* [WHAT IS NEEDED] From the listing below, copy every line that contains the word "concrete". Case counts.

* [DATASET]
··········

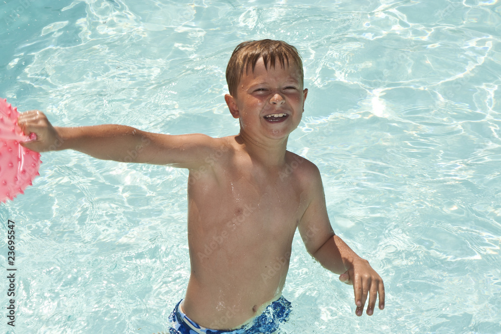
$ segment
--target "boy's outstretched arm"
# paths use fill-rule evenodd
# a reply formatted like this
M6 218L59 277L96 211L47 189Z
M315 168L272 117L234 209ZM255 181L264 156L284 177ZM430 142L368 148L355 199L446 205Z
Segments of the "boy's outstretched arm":
M323 266L340 274L342 281L353 285L356 314L362 315L368 297L367 313L372 315L378 294L379 308L384 308L383 280L368 261L335 235L327 215L320 172L313 164L310 172L309 204L299 225L301 237L308 252Z
M37 152L71 149L104 160L196 168L211 152L213 139L201 134L170 136L124 125L54 127L42 112L21 114L18 123L36 140L22 144Z

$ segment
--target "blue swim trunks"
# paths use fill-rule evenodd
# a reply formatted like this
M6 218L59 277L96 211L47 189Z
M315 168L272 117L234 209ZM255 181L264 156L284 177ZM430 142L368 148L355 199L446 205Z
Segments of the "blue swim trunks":
M181 310L179 304L181 301L182 299L169 316L173 327L170 328L170 334L268 334L276 331L281 323L287 321L291 309L291 302L281 296L250 323L228 331L209 329L197 324Z

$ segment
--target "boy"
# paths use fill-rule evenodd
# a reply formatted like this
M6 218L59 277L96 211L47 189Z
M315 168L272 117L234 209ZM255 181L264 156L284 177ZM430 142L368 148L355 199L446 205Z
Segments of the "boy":
M368 297L367 313L372 314L378 294L382 309L381 277L331 227L318 168L286 149L308 94L297 50L270 40L241 43L229 60L226 80L224 99L240 123L236 136L170 136L114 125L54 128L32 111L19 123L37 139L24 145L118 161L135 157L134 162L189 170L191 274L185 297L172 315L178 332L171 332L276 330L290 312L281 294L297 228L308 252L353 285L357 315Z

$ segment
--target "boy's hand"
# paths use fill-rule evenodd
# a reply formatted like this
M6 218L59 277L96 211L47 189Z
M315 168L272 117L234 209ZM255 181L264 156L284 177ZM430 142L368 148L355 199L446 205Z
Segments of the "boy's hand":
M376 271L363 259L354 261L352 267L339 276L344 283L353 285L355 291L355 302L357 305L355 313L360 316L364 310L364 305L369 295L367 314L372 315L377 294L379 294L379 309L384 308L384 284L383 280Z
M25 134L37 135L37 139L21 144L32 151L46 152L54 151L61 146L62 140L44 113L38 110L30 110L23 113L18 118L18 124Z

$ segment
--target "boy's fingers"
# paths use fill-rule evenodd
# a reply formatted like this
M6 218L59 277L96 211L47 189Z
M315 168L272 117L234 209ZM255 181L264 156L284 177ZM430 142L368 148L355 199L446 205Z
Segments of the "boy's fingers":
M357 306L355 313L359 316L362 315L364 308L364 303L362 302L362 279L358 275L355 275L353 281L353 290L355 291L355 303Z
M381 281L378 287L378 293L379 294L379 309L384 308L384 284Z
M374 311L374 306L376 305L376 299L377 298L377 285L373 283L371 284L370 291L369 295L369 304L367 305L367 314L372 315Z

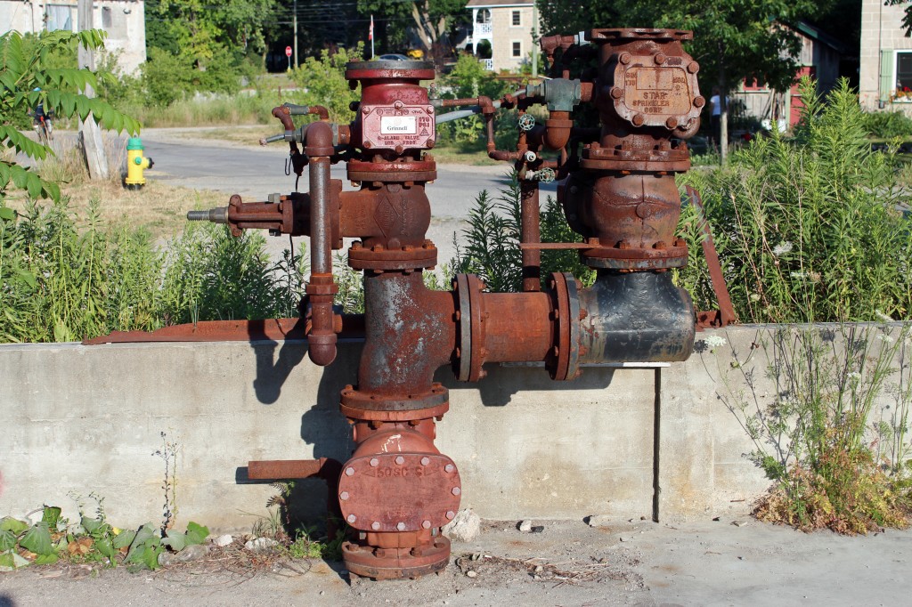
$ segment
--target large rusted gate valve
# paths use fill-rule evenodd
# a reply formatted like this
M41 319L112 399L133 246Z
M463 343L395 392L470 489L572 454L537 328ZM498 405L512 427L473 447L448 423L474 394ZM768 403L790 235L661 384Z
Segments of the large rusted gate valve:
M587 363L679 361L691 352L694 310L668 270L687 262L675 238L680 212L676 172L689 168L684 139L700 124L703 98L699 66L683 50L689 32L596 29L585 36L542 40L551 79L501 99L430 99L421 80L430 64L368 61L347 66L352 87L361 86L358 118L328 121L319 107L283 106L274 114L289 142L291 162L309 170L307 193L268 202L232 197L223 209L191 219L227 223L235 234L250 228L309 235L312 277L304 309L309 355L317 365L336 356L343 319L332 307L336 287L330 251L356 240L348 263L364 271L365 345L358 383L341 394L356 449L338 477L339 510L355 534L343 546L354 574L377 579L417 577L446 566L450 541L440 528L459 510L455 463L434 447L435 422L450 406L433 382L451 365L461 381L484 376L497 362L544 362L555 380L570 380ZM571 78L571 69L595 59L597 71ZM597 109L600 128L575 125L582 104ZM547 107L536 124L527 109ZM441 108L464 107L437 116ZM501 108L520 114L517 145L499 150L492 120ZM291 116L316 114L298 129ZM523 195L523 292L496 293L473 275L459 275L450 292L425 288L421 272L437 263L426 240L430 205L425 184L436 177L427 153L436 124L481 113L488 153L513 162ZM298 144L303 146L303 150ZM556 157L548 159L548 156ZM345 161L359 190L343 191L331 163ZM562 180L558 198L583 243L543 244L538 230L538 183ZM540 288L540 251L575 248L597 269L583 289L567 273ZM254 465L261 477L315 473L312 462ZM335 489L335 487L333 488Z

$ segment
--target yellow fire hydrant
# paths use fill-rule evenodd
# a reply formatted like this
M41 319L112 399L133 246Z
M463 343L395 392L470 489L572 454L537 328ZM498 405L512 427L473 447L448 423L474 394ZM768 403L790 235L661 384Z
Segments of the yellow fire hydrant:
M139 137L130 138L127 141L127 178L123 182L130 190L139 190L146 185L146 178L142 173L155 164L152 159L142 155L142 139Z

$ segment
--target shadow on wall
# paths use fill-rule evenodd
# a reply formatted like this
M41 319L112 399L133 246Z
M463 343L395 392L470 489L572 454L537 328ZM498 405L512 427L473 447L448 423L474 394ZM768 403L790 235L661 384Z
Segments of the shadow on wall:
M303 410L300 437L306 444L313 446L313 458L330 458L344 462L354 450L351 426L339 411L339 393L346 385L356 384L358 381L360 344L360 340L340 340L337 360L320 374L316 402L307 402L304 398L300 402L300 408ZM281 344L275 341L252 341L251 349L256 358L256 376L253 386L257 399L264 406L274 405L278 401L295 367L311 364L309 360L306 360L307 345L305 340L287 340ZM615 374L613 368L588 367L575 381L555 382L548 376L543 366L501 366L494 364L487 365L485 369L488 376L476 384L457 381L451 368L446 365L437 370L435 379L453 390L478 390L485 406L504 406L513 401L514 395L520 390L552 392L554 394L554 400L561 398L559 393L567 390L604 390L611 385ZM303 368L298 370L302 371ZM457 402L451 402L451 406L460 406L458 396ZM283 428L275 430L276 433L284 431L285 430ZM288 453L286 458L308 458L296 453ZM238 484L269 482L250 479L246 467L236 469L235 481ZM326 515L326 483L316 478L295 480L288 496L288 502L293 504L289 513L293 518L308 521L321 519Z

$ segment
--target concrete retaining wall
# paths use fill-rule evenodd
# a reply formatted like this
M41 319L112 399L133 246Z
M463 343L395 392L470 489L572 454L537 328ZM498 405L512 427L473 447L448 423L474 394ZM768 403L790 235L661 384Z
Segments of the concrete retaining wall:
M743 509L768 481L743 457L753 446L723 385L745 387L731 356L743 360L764 331L699 334L728 344L664 368L586 368L575 382L490 365L468 385L441 369L451 411L438 445L460 467L463 507L503 520ZM248 460L350 453L337 397L359 349L341 345L321 369L302 343L0 346L0 516L43 503L72 515L68 494L95 492L119 524L160 520L165 461L155 452L168 442L179 521L249 529L275 489L244 480ZM762 398L774 396L766 364L751 363ZM296 498L318 510L326 493L302 482Z

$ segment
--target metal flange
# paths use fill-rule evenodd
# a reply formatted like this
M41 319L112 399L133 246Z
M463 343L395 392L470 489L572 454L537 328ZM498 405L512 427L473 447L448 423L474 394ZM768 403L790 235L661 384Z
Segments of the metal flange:
M461 382L477 382L486 375L484 365L484 321L482 292L484 283L475 274L456 274L459 296L459 367L456 378Z

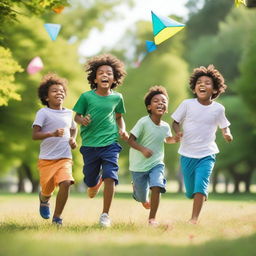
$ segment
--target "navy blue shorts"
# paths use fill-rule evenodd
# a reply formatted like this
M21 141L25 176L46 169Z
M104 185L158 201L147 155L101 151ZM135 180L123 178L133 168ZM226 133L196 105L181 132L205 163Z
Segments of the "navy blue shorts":
M102 179L111 178L118 184L118 158L122 147L113 143L105 147L80 148L84 159L84 183L88 187L94 187L102 175ZM101 174L102 171L102 174Z

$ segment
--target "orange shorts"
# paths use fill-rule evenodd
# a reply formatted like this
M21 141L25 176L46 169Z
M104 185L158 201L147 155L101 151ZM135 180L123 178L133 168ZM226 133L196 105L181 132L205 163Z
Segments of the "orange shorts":
M63 181L69 180L72 184L74 183L72 164L73 162L69 158L38 160L37 166L40 175L41 193L43 196L51 196L55 187Z

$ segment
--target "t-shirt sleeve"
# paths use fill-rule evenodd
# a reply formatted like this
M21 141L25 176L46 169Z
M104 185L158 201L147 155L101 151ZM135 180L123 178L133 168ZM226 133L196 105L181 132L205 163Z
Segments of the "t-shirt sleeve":
M221 106L220 114L218 115L218 126L220 129L230 126L230 122L228 121L225 115L224 106Z
M35 126L35 125L43 127L44 122L45 122L45 117L46 116L45 116L45 112L44 111L42 111L42 110L37 111L35 120L34 120L34 122L32 124L32 127Z
M170 128L170 125L169 124L167 124L166 125L166 138L167 137L171 137L172 136L172 132L171 132L171 128Z
M178 107L177 109L173 112L173 114L171 115L171 118L180 123L183 121L183 119L185 118L185 115L186 115L186 109L187 109L187 106L186 106L186 102L183 101Z
M82 94L78 101L76 102L75 106L73 107L73 111L77 114L85 115L87 110L88 102L84 94Z
M143 122L140 119L135 126L131 129L130 133L133 134L136 138L138 138L143 131Z
M120 94L119 102L115 108L115 113L125 113L125 107L124 107L124 99L123 96Z

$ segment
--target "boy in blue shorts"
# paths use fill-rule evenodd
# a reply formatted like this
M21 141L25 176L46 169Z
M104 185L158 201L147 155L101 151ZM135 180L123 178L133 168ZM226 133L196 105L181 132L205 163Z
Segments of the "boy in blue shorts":
M178 152L186 196L194 199L189 222L197 224L208 196L215 154L219 153L215 143L216 130L218 127L222 130L227 142L231 142L233 137L225 108L214 101L227 87L220 72L213 65L201 66L194 69L189 83L196 98L184 100L171 117L174 120L173 130L181 139Z
M84 182L90 198L96 196L104 182L102 227L109 227L109 209L118 184L118 157L121 146L118 137L128 139L122 114L123 97L113 89L126 75L123 63L110 54L90 59L86 66L91 90L83 93L75 104L75 121L81 125L84 160Z
M139 119L130 132L129 169L133 180L133 197L144 208L150 209L148 224L157 226L155 218L160 193L166 191L164 142L175 143L177 140L172 137L169 124L161 120L168 107L166 89L162 86L151 87L145 95L145 105L149 115Z

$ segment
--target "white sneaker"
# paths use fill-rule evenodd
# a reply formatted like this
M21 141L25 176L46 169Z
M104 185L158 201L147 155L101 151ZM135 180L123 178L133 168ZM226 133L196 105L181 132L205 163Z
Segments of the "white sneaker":
M102 213L100 215L99 224L104 228L111 226L111 221L107 213Z

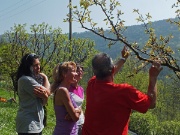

··········

* [RESULT]
--target concrete retaining wall
Segments of the concrete retaining wall:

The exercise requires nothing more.